* _Exercise directions_
Beginning at the line that holds "glass bottle, written as integer pixel values." and continuing to the last line of the data below, transcribe every line word for word, without pictures.

* _Source data_
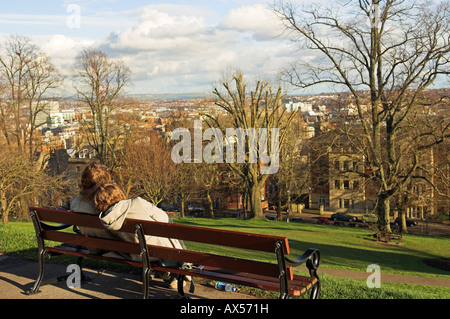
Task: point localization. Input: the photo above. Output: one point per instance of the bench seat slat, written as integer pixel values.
(210, 236)
(183, 232)
(199, 258)
(296, 287)
(92, 242)
(221, 267)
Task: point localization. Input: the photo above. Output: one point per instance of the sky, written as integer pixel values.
(175, 46)
(170, 46)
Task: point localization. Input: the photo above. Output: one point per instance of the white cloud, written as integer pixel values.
(175, 49)
(256, 18)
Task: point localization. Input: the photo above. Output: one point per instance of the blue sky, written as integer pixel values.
(170, 46)
(175, 46)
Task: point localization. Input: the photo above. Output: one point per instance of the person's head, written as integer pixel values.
(107, 195)
(93, 175)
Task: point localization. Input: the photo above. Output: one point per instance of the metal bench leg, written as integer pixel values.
(41, 253)
(37, 284)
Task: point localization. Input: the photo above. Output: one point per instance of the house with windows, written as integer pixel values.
(337, 183)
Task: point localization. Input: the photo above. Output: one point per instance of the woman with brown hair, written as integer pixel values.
(92, 176)
(113, 208)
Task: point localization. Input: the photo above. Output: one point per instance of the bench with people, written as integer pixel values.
(108, 226)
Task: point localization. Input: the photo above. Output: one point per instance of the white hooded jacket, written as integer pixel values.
(137, 208)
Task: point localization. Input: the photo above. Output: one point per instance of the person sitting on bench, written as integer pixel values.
(113, 208)
(92, 176)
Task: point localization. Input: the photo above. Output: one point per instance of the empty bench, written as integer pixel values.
(277, 276)
(387, 237)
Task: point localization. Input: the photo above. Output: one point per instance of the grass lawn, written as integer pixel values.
(340, 247)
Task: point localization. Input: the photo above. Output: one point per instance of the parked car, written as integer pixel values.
(343, 217)
(409, 222)
(323, 220)
(369, 218)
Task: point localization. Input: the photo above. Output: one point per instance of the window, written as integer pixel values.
(322, 201)
(337, 165)
(346, 166)
(346, 203)
(337, 184)
(346, 184)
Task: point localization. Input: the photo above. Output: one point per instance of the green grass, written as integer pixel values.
(341, 248)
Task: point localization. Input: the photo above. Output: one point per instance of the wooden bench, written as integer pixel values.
(387, 237)
(277, 276)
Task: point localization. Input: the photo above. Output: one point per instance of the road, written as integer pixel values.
(423, 228)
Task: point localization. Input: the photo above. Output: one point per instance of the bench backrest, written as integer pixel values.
(218, 237)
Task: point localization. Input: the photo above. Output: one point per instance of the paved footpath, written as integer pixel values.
(18, 276)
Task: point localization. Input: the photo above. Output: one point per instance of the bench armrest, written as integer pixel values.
(54, 227)
(312, 259)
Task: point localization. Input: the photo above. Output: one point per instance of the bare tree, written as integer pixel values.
(259, 109)
(99, 82)
(393, 50)
(28, 80)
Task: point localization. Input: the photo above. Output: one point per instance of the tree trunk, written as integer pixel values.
(211, 208)
(4, 211)
(255, 201)
(383, 212)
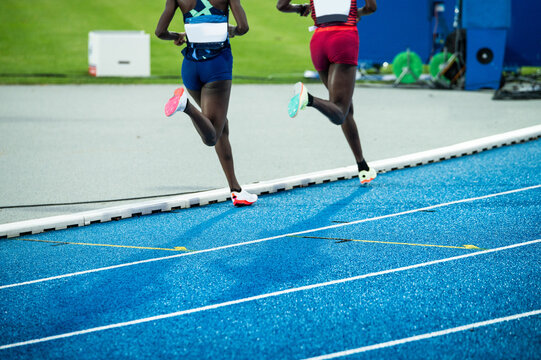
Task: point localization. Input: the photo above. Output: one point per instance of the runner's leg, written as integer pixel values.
(349, 127)
(340, 81)
(214, 101)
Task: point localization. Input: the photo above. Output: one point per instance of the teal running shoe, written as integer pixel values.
(366, 176)
(298, 101)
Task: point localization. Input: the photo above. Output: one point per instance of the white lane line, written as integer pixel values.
(425, 336)
(268, 238)
(259, 297)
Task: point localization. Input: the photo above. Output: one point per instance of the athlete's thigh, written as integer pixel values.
(215, 102)
(324, 76)
(341, 83)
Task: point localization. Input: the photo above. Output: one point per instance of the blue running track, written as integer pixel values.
(437, 261)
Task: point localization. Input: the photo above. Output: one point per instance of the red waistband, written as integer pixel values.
(337, 28)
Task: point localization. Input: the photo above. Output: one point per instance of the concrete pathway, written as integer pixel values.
(91, 144)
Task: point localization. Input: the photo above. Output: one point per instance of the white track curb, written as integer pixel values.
(23, 228)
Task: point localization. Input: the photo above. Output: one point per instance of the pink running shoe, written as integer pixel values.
(244, 198)
(177, 102)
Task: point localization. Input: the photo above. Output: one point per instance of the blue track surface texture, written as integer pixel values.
(402, 264)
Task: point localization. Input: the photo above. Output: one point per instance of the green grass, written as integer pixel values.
(47, 41)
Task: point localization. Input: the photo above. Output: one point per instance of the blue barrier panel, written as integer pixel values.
(396, 26)
(524, 37)
(484, 61)
(486, 14)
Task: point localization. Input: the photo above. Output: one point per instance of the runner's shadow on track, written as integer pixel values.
(269, 267)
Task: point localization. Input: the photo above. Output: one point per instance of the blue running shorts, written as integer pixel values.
(195, 74)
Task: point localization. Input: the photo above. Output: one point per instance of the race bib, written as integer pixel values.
(331, 10)
(206, 32)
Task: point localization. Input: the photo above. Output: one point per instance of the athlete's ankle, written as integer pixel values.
(362, 165)
(310, 100)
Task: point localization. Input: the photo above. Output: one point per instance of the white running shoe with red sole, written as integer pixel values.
(243, 198)
(366, 176)
(177, 102)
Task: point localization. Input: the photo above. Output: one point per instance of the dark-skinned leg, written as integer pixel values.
(349, 127)
(214, 102)
(340, 81)
(222, 145)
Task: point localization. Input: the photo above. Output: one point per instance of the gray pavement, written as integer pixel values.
(96, 143)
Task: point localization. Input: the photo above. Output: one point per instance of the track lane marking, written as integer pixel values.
(262, 296)
(464, 247)
(425, 336)
(176, 248)
(269, 238)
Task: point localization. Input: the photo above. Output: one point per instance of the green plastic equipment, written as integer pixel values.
(408, 67)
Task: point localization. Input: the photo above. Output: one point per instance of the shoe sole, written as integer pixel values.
(366, 181)
(172, 105)
(242, 203)
(295, 103)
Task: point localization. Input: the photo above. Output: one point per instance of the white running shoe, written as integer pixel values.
(244, 198)
(299, 100)
(366, 176)
(177, 102)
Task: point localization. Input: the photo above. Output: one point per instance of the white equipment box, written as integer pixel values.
(119, 53)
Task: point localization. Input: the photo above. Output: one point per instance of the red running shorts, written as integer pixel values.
(334, 45)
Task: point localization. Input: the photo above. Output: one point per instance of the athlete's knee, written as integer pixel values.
(210, 140)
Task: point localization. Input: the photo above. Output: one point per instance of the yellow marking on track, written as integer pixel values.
(176, 248)
(467, 247)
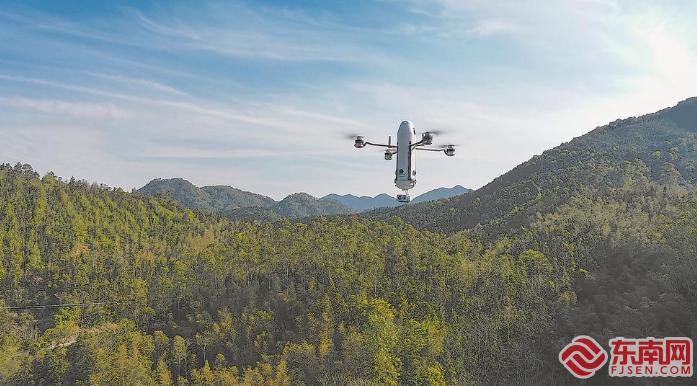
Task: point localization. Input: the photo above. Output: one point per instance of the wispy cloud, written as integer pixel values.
(76, 109)
(256, 95)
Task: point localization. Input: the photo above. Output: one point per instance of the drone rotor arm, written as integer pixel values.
(427, 149)
(381, 145)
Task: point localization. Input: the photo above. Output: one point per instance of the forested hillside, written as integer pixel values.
(192, 298)
(662, 146)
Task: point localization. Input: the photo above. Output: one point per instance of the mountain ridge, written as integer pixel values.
(657, 147)
(239, 204)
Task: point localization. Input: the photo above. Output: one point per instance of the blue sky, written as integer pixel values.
(257, 94)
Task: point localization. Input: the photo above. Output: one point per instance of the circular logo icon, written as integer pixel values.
(583, 357)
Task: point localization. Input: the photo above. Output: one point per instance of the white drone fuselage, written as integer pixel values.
(405, 168)
(405, 164)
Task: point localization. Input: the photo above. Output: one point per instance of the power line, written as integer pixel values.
(49, 306)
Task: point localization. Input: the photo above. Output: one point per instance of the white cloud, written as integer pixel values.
(77, 109)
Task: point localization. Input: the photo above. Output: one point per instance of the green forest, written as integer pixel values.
(196, 299)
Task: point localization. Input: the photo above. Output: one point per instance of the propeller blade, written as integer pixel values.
(350, 135)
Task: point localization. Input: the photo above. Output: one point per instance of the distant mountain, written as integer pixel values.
(365, 203)
(236, 203)
(441, 193)
(208, 198)
(658, 147)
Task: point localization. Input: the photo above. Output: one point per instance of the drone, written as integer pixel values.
(405, 170)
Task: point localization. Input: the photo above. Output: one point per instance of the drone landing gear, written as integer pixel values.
(403, 197)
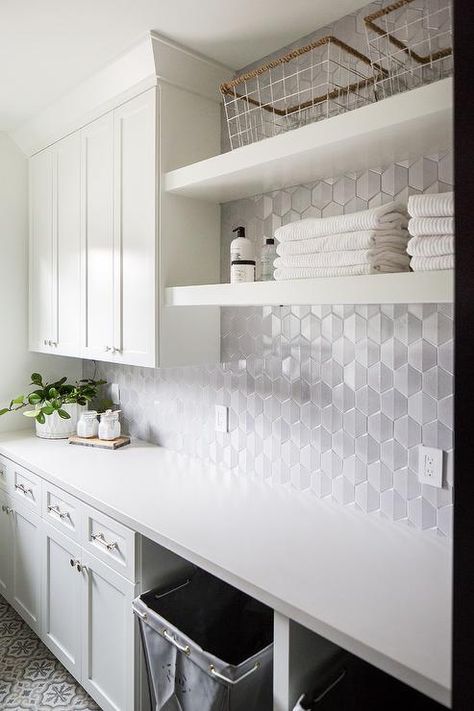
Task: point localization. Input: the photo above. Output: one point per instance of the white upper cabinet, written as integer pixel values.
(135, 275)
(55, 248)
(67, 246)
(41, 251)
(97, 162)
(106, 240)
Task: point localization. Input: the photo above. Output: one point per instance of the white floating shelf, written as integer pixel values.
(417, 122)
(405, 288)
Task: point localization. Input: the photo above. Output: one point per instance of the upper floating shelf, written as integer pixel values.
(403, 288)
(417, 122)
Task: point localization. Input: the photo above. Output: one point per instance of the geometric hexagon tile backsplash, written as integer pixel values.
(332, 400)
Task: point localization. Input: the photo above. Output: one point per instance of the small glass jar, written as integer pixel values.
(109, 426)
(88, 425)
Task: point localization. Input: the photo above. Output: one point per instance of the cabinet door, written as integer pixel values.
(135, 230)
(61, 600)
(26, 576)
(97, 238)
(109, 643)
(67, 244)
(41, 261)
(6, 537)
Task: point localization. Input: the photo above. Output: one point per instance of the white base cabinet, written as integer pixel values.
(72, 573)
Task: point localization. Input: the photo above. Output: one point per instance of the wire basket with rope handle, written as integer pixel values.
(322, 79)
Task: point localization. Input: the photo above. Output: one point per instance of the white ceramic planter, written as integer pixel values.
(57, 428)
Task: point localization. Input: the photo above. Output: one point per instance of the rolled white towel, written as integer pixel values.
(428, 226)
(313, 272)
(428, 264)
(428, 205)
(389, 216)
(434, 246)
(364, 239)
(344, 259)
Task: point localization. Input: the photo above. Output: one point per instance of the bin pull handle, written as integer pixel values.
(182, 648)
(215, 673)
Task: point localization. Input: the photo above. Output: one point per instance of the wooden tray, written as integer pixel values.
(100, 443)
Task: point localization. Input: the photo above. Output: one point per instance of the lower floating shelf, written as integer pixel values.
(403, 288)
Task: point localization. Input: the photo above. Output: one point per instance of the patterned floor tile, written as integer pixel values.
(31, 678)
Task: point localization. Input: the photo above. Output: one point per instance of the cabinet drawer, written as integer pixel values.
(110, 542)
(62, 511)
(5, 474)
(26, 487)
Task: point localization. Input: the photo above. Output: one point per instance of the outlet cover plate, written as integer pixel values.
(430, 466)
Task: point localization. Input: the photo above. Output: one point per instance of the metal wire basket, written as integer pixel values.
(322, 79)
(411, 41)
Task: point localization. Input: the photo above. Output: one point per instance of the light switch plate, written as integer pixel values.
(115, 393)
(430, 466)
(222, 418)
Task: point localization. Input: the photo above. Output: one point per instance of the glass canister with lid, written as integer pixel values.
(109, 426)
(88, 425)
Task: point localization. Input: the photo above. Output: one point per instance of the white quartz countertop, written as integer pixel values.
(380, 590)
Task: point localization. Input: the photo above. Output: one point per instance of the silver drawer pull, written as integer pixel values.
(215, 673)
(182, 648)
(100, 538)
(23, 489)
(55, 509)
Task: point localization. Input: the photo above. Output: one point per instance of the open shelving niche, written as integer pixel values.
(414, 123)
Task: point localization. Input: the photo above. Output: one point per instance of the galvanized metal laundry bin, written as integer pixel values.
(208, 647)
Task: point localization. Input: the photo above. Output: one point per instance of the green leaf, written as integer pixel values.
(34, 398)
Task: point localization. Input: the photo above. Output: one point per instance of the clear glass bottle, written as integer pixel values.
(267, 257)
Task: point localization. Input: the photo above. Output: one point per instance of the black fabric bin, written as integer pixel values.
(208, 647)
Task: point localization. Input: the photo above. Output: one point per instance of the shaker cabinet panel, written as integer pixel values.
(26, 574)
(67, 281)
(97, 237)
(108, 642)
(62, 579)
(41, 272)
(134, 231)
(6, 539)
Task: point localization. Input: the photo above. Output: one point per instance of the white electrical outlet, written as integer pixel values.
(430, 466)
(222, 418)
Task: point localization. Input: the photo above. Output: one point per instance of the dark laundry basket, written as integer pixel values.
(208, 647)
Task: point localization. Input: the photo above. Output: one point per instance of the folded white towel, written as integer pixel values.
(376, 258)
(434, 246)
(391, 216)
(418, 226)
(427, 205)
(364, 239)
(314, 272)
(427, 264)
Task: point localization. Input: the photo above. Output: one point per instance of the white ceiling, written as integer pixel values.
(49, 46)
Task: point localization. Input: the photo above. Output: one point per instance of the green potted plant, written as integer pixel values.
(56, 406)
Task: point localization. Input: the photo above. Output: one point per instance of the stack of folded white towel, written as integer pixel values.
(432, 226)
(367, 242)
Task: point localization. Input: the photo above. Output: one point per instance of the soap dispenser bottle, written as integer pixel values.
(242, 258)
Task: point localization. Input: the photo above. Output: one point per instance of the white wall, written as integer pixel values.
(16, 363)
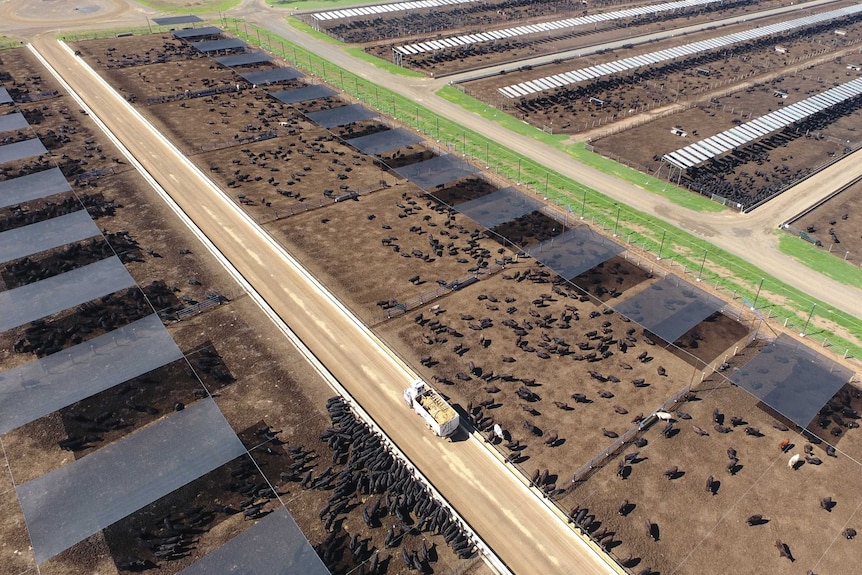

* _Result of the exercise_
Task: point localization. Input: the photo above. Output: one point per instance of the clear glass bottle, written as integer pixel values.
(267, 257)
Task: point localization. Input: the photo above. Output: one point per instance of the black fabric bin, written as integer pixel values.
(208, 647)
Task: point localization. Input: the photo above. Output: one point per instance of the shaker cabinet panel, written as integer pixel values.
(26, 574)
(67, 281)
(97, 237)
(108, 642)
(62, 579)
(41, 272)
(134, 231)
(6, 539)
Task: point localization. Input: the photo above. Output: one point per instance of the white electrical outlet, written as integer pixel values.
(430, 466)
(222, 418)
Task: point localization. Input: the photo above. Output: one point per instance of the dark laundry basket, written as integer pixel values.
(208, 647)
Task: point localization. Input: the photo above. Output: one point per instance of the folded white towel, written as integer pixel values.
(376, 258)
(434, 246)
(391, 216)
(418, 226)
(427, 205)
(364, 239)
(314, 272)
(427, 264)
Task: point localization. Input: the photo above. Output: one point per instance of the white ceiling, written as integer pixel values.
(49, 46)
Task: point localization. Input: the photo above. Output: one point per instance of the green potted plant, written as integer pixel values.
(56, 406)
Task: point localization. Input: the photo above. Output: one point per instance of the stack of folded white towel, written as integer pixel values.
(432, 226)
(367, 242)
Task: point localization. Input: the photo above. Output: one point per instance of the soap dispenser bottle, written as integer pixel values.
(242, 258)
Task: point localization. Input: the photo above. Output: one point per instance of the white wall, written as integer pixel values.
(16, 363)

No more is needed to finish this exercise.